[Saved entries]
>>>

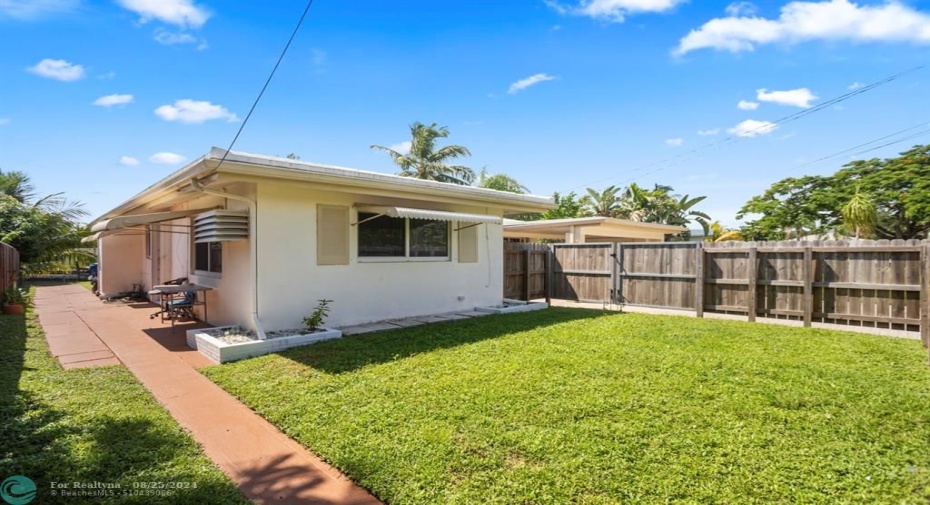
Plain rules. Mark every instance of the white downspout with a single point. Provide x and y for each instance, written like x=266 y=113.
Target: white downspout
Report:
x=253 y=248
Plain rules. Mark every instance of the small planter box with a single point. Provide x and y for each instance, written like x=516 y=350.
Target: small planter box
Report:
x=221 y=352
x=511 y=306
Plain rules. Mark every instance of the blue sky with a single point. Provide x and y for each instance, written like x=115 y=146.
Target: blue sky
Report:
x=101 y=98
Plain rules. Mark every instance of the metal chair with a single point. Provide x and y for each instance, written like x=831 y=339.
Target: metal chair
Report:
x=183 y=307
x=163 y=311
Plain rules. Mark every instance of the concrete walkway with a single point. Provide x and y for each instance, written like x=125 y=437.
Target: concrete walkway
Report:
x=267 y=466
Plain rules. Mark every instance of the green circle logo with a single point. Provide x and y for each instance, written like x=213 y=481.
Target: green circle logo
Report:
x=18 y=490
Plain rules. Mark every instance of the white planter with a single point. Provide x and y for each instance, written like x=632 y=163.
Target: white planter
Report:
x=222 y=352
x=509 y=307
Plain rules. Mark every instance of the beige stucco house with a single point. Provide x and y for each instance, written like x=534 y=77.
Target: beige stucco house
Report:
x=272 y=236
x=589 y=229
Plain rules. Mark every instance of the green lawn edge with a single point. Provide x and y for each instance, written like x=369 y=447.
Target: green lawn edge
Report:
x=568 y=405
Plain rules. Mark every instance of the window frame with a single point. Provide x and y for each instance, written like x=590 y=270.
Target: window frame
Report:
x=205 y=273
x=406 y=258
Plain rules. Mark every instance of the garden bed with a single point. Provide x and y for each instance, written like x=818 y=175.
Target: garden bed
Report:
x=230 y=343
x=511 y=306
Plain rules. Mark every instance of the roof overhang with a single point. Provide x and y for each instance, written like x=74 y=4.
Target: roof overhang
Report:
x=440 y=215
x=245 y=167
x=118 y=223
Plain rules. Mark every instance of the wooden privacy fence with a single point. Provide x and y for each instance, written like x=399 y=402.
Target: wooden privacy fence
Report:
x=9 y=266
x=526 y=271
x=880 y=284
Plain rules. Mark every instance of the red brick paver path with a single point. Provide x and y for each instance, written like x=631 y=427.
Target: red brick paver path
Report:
x=267 y=466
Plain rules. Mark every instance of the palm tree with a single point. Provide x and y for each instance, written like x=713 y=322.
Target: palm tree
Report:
x=425 y=161
x=500 y=182
x=47 y=228
x=17 y=185
x=860 y=214
x=604 y=203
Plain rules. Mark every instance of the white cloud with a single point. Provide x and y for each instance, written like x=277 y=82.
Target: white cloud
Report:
x=753 y=128
x=741 y=9
x=193 y=111
x=181 y=13
x=31 y=9
x=58 y=69
x=529 y=81
x=402 y=147
x=111 y=100
x=167 y=158
x=801 y=21
x=613 y=10
x=169 y=38
x=801 y=97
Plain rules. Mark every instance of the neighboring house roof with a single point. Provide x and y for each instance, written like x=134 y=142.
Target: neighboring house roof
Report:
x=593 y=226
x=246 y=166
x=552 y=224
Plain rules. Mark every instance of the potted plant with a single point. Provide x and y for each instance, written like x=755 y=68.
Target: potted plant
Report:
x=14 y=301
x=314 y=322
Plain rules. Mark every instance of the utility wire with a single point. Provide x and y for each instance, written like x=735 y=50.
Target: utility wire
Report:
x=686 y=156
x=267 y=82
x=886 y=137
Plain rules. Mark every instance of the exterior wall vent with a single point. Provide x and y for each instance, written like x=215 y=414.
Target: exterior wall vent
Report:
x=221 y=226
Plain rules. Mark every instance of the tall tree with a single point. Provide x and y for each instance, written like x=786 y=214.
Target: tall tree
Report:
x=604 y=203
x=425 y=160
x=898 y=187
x=44 y=230
x=500 y=182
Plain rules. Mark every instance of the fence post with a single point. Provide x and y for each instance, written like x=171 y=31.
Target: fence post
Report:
x=699 y=279
x=807 y=304
x=547 y=264
x=925 y=295
x=550 y=272
x=527 y=260
x=753 y=272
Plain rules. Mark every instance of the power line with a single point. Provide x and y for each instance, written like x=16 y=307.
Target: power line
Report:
x=267 y=82
x=686 y=156
x=840 y=153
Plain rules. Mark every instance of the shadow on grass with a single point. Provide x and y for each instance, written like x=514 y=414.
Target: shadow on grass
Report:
x=357 y=351
x=54 y=429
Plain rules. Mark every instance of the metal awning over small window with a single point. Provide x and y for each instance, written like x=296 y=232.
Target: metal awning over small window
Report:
x=142 y=219
x=221 y=226
x=439 y=215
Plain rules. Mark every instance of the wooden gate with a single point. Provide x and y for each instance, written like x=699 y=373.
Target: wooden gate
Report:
x=526 y=271
x=658 y=274
x=583 y=272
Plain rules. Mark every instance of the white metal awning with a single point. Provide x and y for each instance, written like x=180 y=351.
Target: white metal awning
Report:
x=141 y=219
x=441 y=215
x=91 y=238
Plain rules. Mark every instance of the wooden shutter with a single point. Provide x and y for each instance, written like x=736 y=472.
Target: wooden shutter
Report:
x=468 y=244
x=332 y=235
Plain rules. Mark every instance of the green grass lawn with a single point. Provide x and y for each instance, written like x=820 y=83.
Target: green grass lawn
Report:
x=572 y=406
x=92 y=425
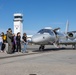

<<<

• INSTRUCTIONS FOR THE TASK:
Leaving the images out, return every record exactly.

• EXERCISE OUTPUT:
Plain rules. Mark every instance of the white downspout with a single point. Provide x and y for each instance, written like x=266 y=113.
Target: white downspout
Report:
x=253 y=248
Plain rules. Mark every instance of the small planter box with a single point. Provide x and y for each instance, written like x=516 y=350.
Target: small planter box
Report:
x=221 y=352
x=511 y=306
Plain rules. Mark every instance of the blue sky with a single point. Provide x and y for each instance, written like x=115 y=146.
Target: blue sky
Report:
x=101 y=98
Plain rules. Mark every instance of the metal chair with a single point. Provide x and y for each instance, written like x=831 y=339.
Target: metal chair
Report:
x=183 y=307
x=163 y=311
Plain rules. Mark every instance of the concrete walkway with a single point. Provide x and y for each instance, written like x=125 y=437.
Target: concrete walkway
Report:
x=267 y=466
Plain rules. Mark every instance of the green circle logo with a single point. Provide x and y for each instance, written like x=213 y=481.
Target: green circle logo
Report:
x=18 y=490
Plain rules. Mark every instance of the white planter with a single point. Provide x and y for each instance, written like x=632 y=163.
Target: white planter
Report:
x=222 y=352
x=509 y=307
Plain rules. Mark every instance of the beige stucco house with a single point. Provide x and y for each instance, written like x=534 y=77.
Target: beige stucco house
Report:
x=272 y=236
x=589 y=229
Plain rules. Mark every instance of the green lawn edge with a single point. Provide x and y for each instance, written like x=369 y=447.
Target: green lawn edge
Report:
x=568 y=405
Plain rules. Mark every instance of the window frame with a single point. Provide x and y for each instance, written like x=590 y=270.
Target: window frame
Report:
x=205 y=273
x=406 y=258
Plain rules. Mark every instance of the garden bed with a single point. Provide x and y for each instance, written like x=818 y=175.
Target: garden bed
Report:
x=230 y=343
x=511 y=306
Plain rules. Mark every instance of the roof overhang with a single point. Provide x and y for each instance, written like x=74 y=4.
Target: roof overhang
Report:
x=440 y=215
x=245 y=167
x=118 y=223
Plain rules. Mark every instance of the wooden privacy fence with a single point. Provide x and y for each instance, written like x=399 y=402.
Target: wooden privacy fence
Report:
x=9 y=266
x=526 y=271
x=880 y=284
Plain rules. Mark every instance of the red brick paver path with a single point. Provide x and y for each instance, written like x=631 y=427.
Target: red brick paver path
Report:
x=267 y=466
Plain rules. Mark every instance of the palm tree with a single point. Provide x and y for each instance, written like x=713 y=322.
Target: palm tree
Report:
x=425 y=161
x=500 y=182
x=47 y=228
x=17 y=185
x=860 y=214
x=604 y=203
Plain rules. Mark every instance of the white cloud with a single point. Provide x and y for each instance, written like x=277 y=82.
Target: white cloud
Report:
x=753 y=128
x=741 y=9
x=193 y=111
x=181 y=13
x=31 y=9
x=58 y=69
x=529 y=81
x=402 y=147
x=111 y=100
x=167 y=158
x=801 y=21
x=613 y=10
x=169 y=38
x=801 y=97
Plain rules. Mark every instance of the neighboring house roof with a single point. Provide x and y for each instance, written like x=134 y=142.
Target: neighboring house roof
Report:
x=593 y=226
x=246 y=166
x=552 y=224
Plain rules. Mark every instance of the potted plant with a single point. Provide x and y for each instance, written like x=755 y=68.
Target: potted plant
Report:
x=14 y=301
x=314 y=322
Plain rules. Mark every instance of the utility wire with a single point. Provide x and y for each instance, written like x=735 y=50.
Target: utility wire
Report:
x=686 y=156
x=267 y=82
x=886 y=137
Plain rules. Mark every instance of the exterior wall vent with a single point. Provide x and y for each instance, written like x=215 y=414.
Target: exterior wall vent
Report:
x=221 y=226
Plain rules. Mark every instance of the tall tree with a single point. Provide x and y for each instance, written like x=786 y=214.
Target: tall tree
Report:
x=604 y=203
x=425 y=160
x=898 y=187
x=44 y=230
x=500 y=182
Plain rules. Mark every instance of the fence post with a single point. Provide x and y for each instance, written like x=171 y=31.
Target: fence post
Report:
x=699 y=279
x=807 y=304
x=547 y=264
x=925 y=295
x=550 y=272
x=527 y=260
x=753 y=272
Plain rules. Mark every instance of the power line with a single point. Provide x and y for each instance, written like x=16 y=307.
Target: power line
Report:
x=267 y=82
x=686 y=156
x=840 y=153
Plain rules. Mark every instance of the shadow on grass with a single point. Provide x and y for each instance, written like x=514 y=414.
Target: shadow on grass
Report:
x=357 y=351
x=54 y=429
Plain rules. Mark every instance of the metal awning over small window with a single point. Provide x and y for each instance, written like x=296 y=232.
Target: metal awning over small window
Report:
x=142 y=219
x=221 y=226
x=439 y=215
Plain rules. Mark every instance of the wooden gate with a single point. Provide x and y for each instance, written like x=699 y=373.
Target: wooden gate
Report:
x=526 y=271
x=658 y=274
x=583 y=272
Plain rules. Mark every instance of the white metal awning with a single point. Provide x and y for each instance, written like x=180 y=351.
Target: white metal awning
Report:
x=141 y=219
x=441 y=215
x=91 y=238
Plain rules. Mark every instance of the wooden shutter with a single point. Provide x and y for each instance, written like x=736 y=472.
Target: wooden shutter
Report:
x=468 y=244
x=332 y=235
Plain rules. Mark every instance of the green grass lawn with a single point. Provide x and y for each instance, written like x=820 y=83.
Target: green grass lawn
Report:
x=572 y=406
x=92 y=425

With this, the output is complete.